> _What is required_: Rewrite all the records below with "integer pixel boxes" replaced by "whole-number pixel boxes" wherever it occurs, keeping everything else the same and leaving out the pictures.

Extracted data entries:
>> BEGIN
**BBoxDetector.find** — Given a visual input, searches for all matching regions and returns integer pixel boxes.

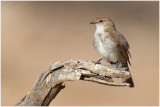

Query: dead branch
[16,59,130,106]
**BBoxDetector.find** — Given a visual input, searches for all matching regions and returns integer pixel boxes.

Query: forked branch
[16,59,130,106]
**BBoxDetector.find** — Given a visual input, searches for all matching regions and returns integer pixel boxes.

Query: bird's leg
[93,58,102,64]
[115,61,122,68]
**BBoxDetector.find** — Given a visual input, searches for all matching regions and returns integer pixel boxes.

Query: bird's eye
[99,20,103,22]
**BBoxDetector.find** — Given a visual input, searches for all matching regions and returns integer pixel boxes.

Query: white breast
[94,24,116,61]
>> END
> _Expected answer_:
**BBoxDetector.find** — Given a visual input, searches for all matching regions and returns whole-number pixel boxes.


Query: dead branch
[16,59,130,106]
**BBoxDetector.find** — Given a visual input, searches for all matching regions and returns whole-number pixel boxes.

Query: forked branch
[16,59,130,106]
**BBoxDetector.find** — Given a visual input, searches for all matching regions and returns whole-number pixel boxes.

Query: bird's leg
[93,58,102,64]
[115,61,122,68]
**BBoxDetector.find** — Given a visual input, searches for all matching regions and returns whole-number pixel boxes.

Query: bird's eye
[99,20,103,22]
**BBoxDetector.find** — Given a visual input, searches for all matching regions and returns whole-number pixel boxes.

Query: white breast
[94,24,116,61]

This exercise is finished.